Une récente piqure de rappel nous a été donnée à Lugano le 28 septembre dernier. Curieusement, la nouvelle a été peu relayée. Il était question, pour les électeurs de cette commune tessinoise, de se prononcer sur un référendum lancé contre la décision de la municipalité d’élargir les zones 30 km/h existantes et de créer de nouvelles zones 30 et 20 km/h. Ce fut un non massif et clair à plus de 66% des votants. On nous parlait de volonté populaire? 

Une motivation trompeuse et un mobile sournois

Les partisans du 30 km/h, gardiens de notre santé, nous expliquent que cette limitation, qu’ils voudraient généralisée, alors que nous la souhaitons ciblée, serait le remède miracle au bruit et à la pollution dans nos villes. Pour ce qui est de la pollution, un véhicule déterminé roulant à 30 km/h pollue certes moins qu’à 50 km/h, avec toutes les nuances imaginables qui doivent tenir compte de l’âge du véhicule, de son entretien, et de son mode de propulsion. Cependant, encore faudrait-il que la circulation soit fluide. Or, ces mêmes partisans multiplient les chicanes qui obligent à s’arrêter et à redémarrer, ce qui aggrave les émissions de gaz et les embouteillages. Quant au bruit, la voie préconisée par le Conseil fédéral qui est d’accroître les revêtements phono absorbants est certainement la meilleure, car, une fois encore, avec la multiplication des feux et des obstacles, les véhicules freinent et redémarrent, avec le bruit qui en découle forcément. 

La motivation réelle des adeptes inconditionnels du 30 km/h généralisé n’est donc pas de rechercher des solutions pragmatiques qui tiennent compte des réalités locales et de la volonté de la population, mais biens d’imposer leur vision de la société, de laquelle les véhicules automobiles individuels sont bannis. Ces faux démocrates, convaincus de détenir la vérité et de mener un combat pour notre Bien ont volontairement oublié que la démocratie se construit dans le débat et la nuance, et non dans le dogmatisme et la stigmatisation.
○ ○ ○ ○ ○ ○ ○
Liste des tâches =
(1) D'après le texte fourni, à quelle date les électeurs de Lugano se sont-ils prononcés sur le référendum concernant les zones 30 km/h ?
(2) Recopiez sous forme de liste numérotée, en omettant les lignes vides, le passage des données allant de la ligne contenant « Query: fork tine » jusqu'à la ligne contenant « 703 175 L 698 », ces deux lignes comprises.

Données de l'exercice =
○ ○ ○ ○ ○ ○ ○
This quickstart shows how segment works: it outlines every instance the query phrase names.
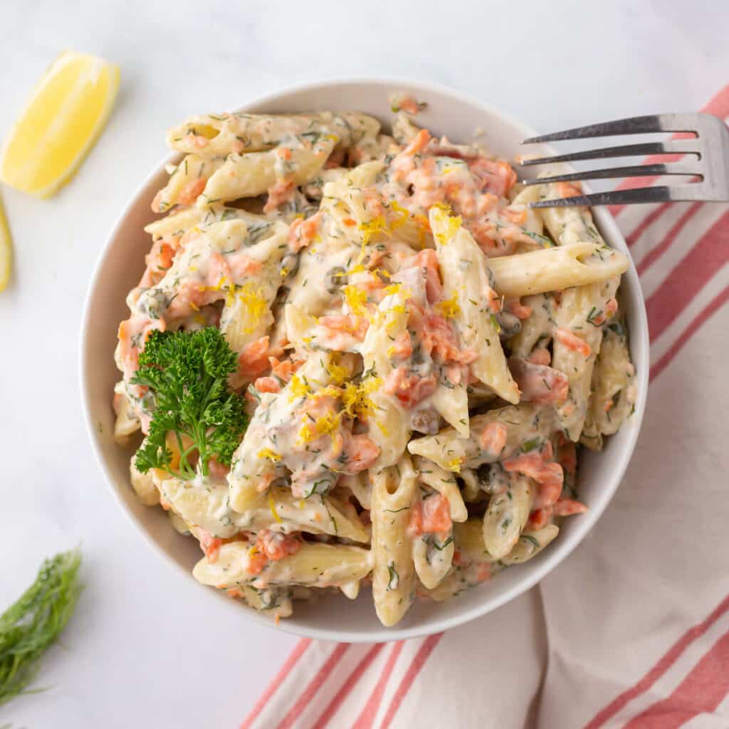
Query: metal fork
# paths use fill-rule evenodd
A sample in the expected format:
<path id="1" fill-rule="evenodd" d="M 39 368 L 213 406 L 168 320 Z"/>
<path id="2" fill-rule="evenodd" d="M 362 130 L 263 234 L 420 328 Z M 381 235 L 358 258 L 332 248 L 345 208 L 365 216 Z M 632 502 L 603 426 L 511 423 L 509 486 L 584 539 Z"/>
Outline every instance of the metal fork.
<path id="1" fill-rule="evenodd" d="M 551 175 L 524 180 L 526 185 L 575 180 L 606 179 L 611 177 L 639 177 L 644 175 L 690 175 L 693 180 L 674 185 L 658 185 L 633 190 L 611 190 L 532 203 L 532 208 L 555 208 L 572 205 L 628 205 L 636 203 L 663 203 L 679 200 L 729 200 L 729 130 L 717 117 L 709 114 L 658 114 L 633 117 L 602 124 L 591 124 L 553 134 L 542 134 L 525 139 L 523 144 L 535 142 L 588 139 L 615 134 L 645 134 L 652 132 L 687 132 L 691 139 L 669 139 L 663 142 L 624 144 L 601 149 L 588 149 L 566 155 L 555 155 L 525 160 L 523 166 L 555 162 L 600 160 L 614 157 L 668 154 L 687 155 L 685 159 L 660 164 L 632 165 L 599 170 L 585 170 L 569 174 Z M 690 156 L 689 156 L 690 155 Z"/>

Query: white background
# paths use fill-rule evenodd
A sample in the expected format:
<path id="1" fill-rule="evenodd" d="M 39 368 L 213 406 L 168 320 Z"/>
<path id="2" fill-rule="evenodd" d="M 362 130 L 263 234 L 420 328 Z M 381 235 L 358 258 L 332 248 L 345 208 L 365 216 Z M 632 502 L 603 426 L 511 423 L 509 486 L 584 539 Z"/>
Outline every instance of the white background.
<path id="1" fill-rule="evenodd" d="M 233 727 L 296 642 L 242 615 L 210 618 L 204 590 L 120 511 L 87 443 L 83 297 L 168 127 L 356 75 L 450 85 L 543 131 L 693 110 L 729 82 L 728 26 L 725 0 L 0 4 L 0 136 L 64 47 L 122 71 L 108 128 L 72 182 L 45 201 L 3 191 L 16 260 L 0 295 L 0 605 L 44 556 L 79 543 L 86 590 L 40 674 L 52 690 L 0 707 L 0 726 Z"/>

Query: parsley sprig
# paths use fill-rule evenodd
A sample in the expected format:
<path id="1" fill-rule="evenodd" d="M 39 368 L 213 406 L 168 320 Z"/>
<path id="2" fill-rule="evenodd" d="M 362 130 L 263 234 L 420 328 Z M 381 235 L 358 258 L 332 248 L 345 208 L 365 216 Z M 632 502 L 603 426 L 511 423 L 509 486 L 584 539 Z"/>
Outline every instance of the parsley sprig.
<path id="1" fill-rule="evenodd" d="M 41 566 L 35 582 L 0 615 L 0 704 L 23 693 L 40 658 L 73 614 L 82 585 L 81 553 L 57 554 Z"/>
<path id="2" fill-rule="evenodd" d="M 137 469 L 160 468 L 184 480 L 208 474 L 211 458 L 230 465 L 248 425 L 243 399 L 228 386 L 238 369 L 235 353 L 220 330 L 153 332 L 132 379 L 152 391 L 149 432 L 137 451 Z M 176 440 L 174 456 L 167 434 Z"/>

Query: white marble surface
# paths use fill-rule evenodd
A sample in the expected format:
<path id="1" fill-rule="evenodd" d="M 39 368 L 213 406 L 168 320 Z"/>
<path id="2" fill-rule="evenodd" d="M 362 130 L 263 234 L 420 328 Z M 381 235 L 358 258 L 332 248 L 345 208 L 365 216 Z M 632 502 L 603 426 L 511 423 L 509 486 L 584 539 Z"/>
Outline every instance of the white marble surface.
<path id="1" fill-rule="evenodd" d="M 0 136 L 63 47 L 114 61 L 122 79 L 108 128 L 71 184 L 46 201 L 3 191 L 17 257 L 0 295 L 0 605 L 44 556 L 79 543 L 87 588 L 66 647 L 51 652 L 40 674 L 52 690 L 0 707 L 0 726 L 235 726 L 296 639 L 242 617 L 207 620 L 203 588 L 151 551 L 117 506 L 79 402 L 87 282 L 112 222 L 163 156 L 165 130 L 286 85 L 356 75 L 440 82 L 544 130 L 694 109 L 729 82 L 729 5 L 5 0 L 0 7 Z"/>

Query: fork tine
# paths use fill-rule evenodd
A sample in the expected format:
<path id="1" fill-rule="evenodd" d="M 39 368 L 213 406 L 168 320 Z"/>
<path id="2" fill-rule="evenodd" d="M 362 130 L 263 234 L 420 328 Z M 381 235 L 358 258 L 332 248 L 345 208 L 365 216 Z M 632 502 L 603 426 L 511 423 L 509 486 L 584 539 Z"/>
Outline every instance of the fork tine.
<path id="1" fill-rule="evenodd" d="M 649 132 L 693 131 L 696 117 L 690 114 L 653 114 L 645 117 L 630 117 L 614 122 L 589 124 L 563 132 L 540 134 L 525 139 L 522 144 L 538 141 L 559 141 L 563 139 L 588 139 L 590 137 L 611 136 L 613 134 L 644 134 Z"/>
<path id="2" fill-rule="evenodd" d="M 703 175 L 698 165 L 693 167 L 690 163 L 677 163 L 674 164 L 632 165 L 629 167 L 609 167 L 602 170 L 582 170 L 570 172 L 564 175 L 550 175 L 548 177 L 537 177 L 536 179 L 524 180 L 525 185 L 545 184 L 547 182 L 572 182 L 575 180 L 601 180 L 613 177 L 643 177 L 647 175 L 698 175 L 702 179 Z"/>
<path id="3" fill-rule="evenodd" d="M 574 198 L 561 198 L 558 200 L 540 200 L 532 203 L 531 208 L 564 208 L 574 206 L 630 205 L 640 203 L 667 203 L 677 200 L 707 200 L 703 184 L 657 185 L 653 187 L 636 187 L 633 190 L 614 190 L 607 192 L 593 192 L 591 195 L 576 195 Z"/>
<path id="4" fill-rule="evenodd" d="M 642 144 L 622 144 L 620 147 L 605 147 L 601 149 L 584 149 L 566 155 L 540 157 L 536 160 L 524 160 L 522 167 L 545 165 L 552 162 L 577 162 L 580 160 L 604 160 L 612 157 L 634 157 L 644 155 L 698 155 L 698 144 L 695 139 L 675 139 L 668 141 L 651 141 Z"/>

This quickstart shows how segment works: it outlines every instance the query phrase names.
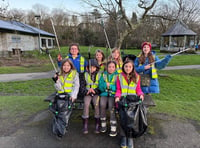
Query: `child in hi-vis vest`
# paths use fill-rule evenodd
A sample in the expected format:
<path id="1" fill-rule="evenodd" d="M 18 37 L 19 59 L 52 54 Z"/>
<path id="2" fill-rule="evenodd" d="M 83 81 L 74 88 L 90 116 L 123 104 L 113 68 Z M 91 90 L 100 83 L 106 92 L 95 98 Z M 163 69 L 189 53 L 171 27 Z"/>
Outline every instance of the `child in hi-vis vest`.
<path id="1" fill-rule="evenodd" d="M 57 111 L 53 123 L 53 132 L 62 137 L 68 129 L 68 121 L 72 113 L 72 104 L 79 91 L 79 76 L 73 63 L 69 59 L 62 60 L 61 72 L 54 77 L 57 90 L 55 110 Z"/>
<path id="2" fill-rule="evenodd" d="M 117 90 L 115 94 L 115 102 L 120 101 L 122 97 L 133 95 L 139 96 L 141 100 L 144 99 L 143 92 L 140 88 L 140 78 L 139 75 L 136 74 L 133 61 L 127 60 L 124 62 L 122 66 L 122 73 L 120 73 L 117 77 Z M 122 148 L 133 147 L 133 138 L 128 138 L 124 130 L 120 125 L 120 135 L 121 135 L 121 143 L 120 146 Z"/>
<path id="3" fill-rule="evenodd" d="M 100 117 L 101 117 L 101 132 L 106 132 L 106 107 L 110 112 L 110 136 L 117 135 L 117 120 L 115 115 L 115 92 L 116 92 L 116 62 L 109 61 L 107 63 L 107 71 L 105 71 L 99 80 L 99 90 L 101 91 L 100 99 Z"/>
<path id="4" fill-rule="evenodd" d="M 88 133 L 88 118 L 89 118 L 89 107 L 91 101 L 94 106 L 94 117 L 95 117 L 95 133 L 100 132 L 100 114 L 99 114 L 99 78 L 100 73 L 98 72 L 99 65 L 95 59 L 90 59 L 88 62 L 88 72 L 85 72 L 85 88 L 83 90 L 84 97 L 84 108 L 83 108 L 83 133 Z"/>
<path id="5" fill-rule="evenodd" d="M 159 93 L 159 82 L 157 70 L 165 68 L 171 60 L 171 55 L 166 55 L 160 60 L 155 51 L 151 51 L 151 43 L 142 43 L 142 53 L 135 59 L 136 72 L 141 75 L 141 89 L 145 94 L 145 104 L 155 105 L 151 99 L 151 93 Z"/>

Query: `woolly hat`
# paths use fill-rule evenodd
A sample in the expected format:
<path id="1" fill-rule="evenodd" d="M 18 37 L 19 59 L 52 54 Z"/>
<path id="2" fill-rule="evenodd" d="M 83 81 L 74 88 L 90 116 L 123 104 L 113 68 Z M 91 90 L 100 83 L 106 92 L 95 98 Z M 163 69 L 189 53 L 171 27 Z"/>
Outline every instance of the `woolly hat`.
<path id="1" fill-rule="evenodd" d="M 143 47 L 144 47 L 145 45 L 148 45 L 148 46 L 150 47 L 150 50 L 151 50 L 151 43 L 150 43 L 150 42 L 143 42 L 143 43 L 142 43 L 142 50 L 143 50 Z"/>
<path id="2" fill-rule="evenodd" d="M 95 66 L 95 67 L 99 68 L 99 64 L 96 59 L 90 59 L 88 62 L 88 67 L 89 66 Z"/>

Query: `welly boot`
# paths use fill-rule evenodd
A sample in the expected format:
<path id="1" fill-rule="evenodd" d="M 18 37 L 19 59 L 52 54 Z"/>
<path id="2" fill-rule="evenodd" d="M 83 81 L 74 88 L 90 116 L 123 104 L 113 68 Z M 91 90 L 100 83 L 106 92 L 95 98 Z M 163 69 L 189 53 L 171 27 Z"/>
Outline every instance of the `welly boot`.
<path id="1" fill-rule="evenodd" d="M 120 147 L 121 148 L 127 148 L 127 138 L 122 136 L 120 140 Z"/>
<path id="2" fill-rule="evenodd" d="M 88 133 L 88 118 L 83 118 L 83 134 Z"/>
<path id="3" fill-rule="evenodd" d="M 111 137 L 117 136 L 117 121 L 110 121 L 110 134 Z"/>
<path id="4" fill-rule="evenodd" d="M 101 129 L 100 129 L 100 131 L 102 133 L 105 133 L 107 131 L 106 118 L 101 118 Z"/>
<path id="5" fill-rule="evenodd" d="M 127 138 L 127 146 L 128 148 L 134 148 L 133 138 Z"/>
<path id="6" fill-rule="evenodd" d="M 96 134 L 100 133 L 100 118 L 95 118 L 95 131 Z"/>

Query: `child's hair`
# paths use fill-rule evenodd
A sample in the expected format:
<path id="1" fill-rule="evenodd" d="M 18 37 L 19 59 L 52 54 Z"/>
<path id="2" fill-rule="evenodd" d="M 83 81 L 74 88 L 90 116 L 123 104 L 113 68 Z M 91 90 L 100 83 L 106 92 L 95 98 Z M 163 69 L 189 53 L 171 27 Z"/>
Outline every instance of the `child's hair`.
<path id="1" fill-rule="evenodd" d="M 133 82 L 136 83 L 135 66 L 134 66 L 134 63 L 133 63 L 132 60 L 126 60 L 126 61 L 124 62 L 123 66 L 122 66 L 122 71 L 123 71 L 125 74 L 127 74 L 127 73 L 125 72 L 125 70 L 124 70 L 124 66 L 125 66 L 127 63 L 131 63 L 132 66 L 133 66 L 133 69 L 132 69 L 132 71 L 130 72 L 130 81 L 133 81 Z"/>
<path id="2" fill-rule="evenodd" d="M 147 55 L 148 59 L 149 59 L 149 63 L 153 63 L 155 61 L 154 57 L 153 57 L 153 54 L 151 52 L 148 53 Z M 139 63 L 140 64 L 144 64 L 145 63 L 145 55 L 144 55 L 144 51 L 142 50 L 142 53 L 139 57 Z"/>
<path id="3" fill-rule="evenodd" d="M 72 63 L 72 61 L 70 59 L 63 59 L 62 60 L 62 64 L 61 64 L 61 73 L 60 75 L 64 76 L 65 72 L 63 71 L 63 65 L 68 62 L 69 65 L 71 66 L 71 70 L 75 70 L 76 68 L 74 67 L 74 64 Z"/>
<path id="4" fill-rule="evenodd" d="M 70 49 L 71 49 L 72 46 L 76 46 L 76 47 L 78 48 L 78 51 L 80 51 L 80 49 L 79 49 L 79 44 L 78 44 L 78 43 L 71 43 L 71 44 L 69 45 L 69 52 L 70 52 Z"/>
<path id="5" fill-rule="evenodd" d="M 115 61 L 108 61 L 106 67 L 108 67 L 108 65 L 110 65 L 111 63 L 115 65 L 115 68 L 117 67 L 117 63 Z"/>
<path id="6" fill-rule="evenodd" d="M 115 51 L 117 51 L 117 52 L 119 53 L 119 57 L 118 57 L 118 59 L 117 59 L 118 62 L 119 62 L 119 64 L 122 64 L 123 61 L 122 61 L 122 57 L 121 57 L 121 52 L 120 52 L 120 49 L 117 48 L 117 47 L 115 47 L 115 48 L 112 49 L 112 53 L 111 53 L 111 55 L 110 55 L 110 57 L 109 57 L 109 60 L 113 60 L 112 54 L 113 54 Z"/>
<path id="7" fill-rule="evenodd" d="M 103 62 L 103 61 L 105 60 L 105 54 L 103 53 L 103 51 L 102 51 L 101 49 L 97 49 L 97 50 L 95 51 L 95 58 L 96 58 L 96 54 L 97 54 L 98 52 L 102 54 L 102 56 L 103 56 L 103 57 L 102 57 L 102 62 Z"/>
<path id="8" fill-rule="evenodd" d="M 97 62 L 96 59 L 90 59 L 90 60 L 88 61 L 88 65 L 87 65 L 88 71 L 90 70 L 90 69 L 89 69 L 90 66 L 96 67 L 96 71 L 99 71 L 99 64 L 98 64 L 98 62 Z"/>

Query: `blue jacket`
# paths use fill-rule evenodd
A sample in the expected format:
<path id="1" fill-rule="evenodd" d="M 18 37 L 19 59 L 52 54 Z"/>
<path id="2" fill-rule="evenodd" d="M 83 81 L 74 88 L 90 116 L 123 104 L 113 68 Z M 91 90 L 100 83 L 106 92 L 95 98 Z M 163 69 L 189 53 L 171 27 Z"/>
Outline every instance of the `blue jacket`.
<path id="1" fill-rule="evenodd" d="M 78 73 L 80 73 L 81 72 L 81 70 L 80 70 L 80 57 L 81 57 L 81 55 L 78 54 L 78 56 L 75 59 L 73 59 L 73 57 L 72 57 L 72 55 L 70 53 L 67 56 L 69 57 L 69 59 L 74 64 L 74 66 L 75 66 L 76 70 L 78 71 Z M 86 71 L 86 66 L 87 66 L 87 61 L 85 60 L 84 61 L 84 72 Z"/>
○ ○ ○ ○ ○ ○ ○
Corrigé par tâche =
(1) Le 28 septembre dernier.

(2)
1. Query: fork tine
2. # paths use fill-rule evenodd
3. A sample in the expected format:
4. <path id="1" fill-rule="evenodd" d="M 39 368 L 213 406 L 168 320 Z"/>
5. <path id="2" fill-rule="evenodd" d="M 362 130 L 263 234 L 420 328 Z M 381 235 L 358 258 L 332 248 L 345 208 L 365 216 Z M 632 502 L 603 426 L 511 423 L 509 486 L 584 539 Z"/>
6. Outline every instance of the fork tine.
7. <path id="1" fill-rule="evenodd" d="M 649 132 L 693 131 L 696 117 L 690 114 L 653 114 L 645 117 L 630 117 L 614 122 L 589 124 L 563 132 L 540 134 L 525 139 L 522 144 L 538 141 L 559 141 L 563 139 L 588 139 L 590 137 L 611 136 L 613 134 L 644 134 Z"/>
8. <path id="2" fill-rule="evenodd" d="M 703 175 L 698 165 L 693 167 L 690 163 L 677 163 L 674 164 L 632 165 L 629 167 L 609 167 L 602 170 L 582 170 L 570 172 L 564 175 L 550 175 L 548 177 L 537 177 L 536 179 L 524 180 L 525 185 L 545 184 L 547 182 L 572 182 L 575 180 L 601 180 L 613 177 L 643 177 L 647 175 L 698 175 L 702 179 Z"/>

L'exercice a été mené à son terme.